(Source data)

● ● ● ●

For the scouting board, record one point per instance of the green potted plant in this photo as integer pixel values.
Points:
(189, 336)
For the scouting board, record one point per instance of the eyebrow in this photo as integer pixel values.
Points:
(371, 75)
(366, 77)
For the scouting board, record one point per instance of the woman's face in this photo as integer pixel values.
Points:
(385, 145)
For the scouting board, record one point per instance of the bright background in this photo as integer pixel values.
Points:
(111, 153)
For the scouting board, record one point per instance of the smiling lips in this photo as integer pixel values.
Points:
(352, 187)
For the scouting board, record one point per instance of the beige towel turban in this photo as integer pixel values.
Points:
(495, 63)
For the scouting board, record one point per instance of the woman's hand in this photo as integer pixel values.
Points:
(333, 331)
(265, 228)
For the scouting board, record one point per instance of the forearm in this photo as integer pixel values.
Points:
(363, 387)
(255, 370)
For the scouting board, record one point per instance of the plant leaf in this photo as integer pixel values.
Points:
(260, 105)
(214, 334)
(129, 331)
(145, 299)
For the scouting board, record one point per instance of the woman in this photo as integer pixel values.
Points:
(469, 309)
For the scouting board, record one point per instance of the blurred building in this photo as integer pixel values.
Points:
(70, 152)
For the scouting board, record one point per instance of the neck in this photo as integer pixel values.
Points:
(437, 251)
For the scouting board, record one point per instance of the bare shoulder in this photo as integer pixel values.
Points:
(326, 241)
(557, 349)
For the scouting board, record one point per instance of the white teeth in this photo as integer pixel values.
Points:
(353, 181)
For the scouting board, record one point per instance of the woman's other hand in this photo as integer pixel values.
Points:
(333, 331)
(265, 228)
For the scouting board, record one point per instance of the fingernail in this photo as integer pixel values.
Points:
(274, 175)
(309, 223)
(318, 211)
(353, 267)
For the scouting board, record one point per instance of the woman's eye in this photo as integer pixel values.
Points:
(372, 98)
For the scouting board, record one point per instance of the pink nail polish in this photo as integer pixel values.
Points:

● ● ● ●

- What you are asked to do
Repeat the data in full. Nothing may be dropped or altered.

- Result below
For the scouting board, record one point per instance of the green potted plant in this photo as integer pixel values.
Points:
(189, 336)
For the scouting board, record one point per instance of the eyebrow in this photo as integer pixel values.
Points:
(371, 75)
(366, 77)
For the scouting board, record one point per instance of the woman's face in this photo as integer pixel values.
Points:
(385, 145)
For the scouting board, record one point per instance of the bright background in this photo as integer pixel values.
Points:
(111, 153)
For the scouting board, record one point per instance of the smiling lips in this photo as integer pixel values.
Points:
(352, 187)
For the scouting board, record one point per instance of the beige towel turban in this photo as integer pixel values.
Points:
(495, 63)
For the scouting board, record one point per instance of the woman's hand in this photo as integer pixel values.
Points:
(333, 331)
(265, 228)
For the scouting board, record one point per instance of the forearm in this photo as integer pixel values.
Points:
(363, 387)
(255, 370)
For the scouting board, record one point per instance of the plant leaf in this photo as integer pixel values.
Points:
(260, 105)
(214, 334)
(129, 331)
(145, 299)
For the scouting board, record one point per instance of the woman in this photo as integer pixel values.
Points:
(469, 309)
For the scouting board, record one point per instance of the blurred building in this photo as integer pixel values.
Points:
(70, 152)
For the scouting board, record one point per instance of the neck in this photo as integer pixel values.
Points:
(437, 251)
For the scouting board, record one point per instance of the bare shoulder in this photo as integer pixel values.
Points:
(326, 241)
(557, 349)
For the scouting board, record one point per instance of the white teeth in this photo as integer pixel values.
Points:
(353, 181)
For the scouting board, record one point per instance of the woman's other hand in this photo as integer pixel values.
Points:
(333, 331)
(265, 228)
For the scouting board, record one point per instance of the fingernail in this photo as integer pixel values.
Points:
(274, 175)
(309, 223)
(318, 211)
(353, 267)
For the scouting board, record one point per instance of the woman's eye in this photo as integer pixel values.
Points:
(372, 98)
For the scouting board, record one point per instance of the pink nail polish in this photo as integer pixel values.
Points:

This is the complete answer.